Da quegli istanti tutto è stato terribilmente facile per gli investigatori: con il cellulare sono risaliti alle vittime e poi a tutto il resto. Intervistato da una tv, uno dei tanti “pareri” al volo, un signore con voce tagliente ha messo la sua sentenza: «Vengono qui mansueti, a capo chino, poi si orientano, si guardano intorno e non si sa più che cosa può accadere: noi, intanto, ci barrichiamo in casa».

▶ [ISTRUZIONI ESERCIZIO] Traduci in inglese questa frase del testo fornito: «Da quegli istanti tutto è stato terribilmente facile per gli investigatori: con il cellulare sono risaliti alle vittime e poi a tutto il resto.»

▶ [DATI FORNITI]
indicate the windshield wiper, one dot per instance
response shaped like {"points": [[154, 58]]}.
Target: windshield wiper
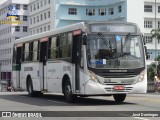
{"points": [[106, 41]]}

▶ [RISULTATO] From those moments on, everything was terribly easy for the investigators: using the cell phone, they traced their way back to the victims and then to everything else.